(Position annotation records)
--
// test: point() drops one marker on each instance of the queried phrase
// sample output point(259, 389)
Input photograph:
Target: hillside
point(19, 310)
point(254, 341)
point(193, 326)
--
* _Objective_: Swap "Input photograph" for "Source image" throughout the records above, and leave every other part of the lines unchanged.

* _Problem solution_:
// test: point() drops one marker on each instance of the queried phrase
// sample output point(259, 389)
Source image:
Target: hillside
point(19, 310)
point(254, 341)
point(193, 326)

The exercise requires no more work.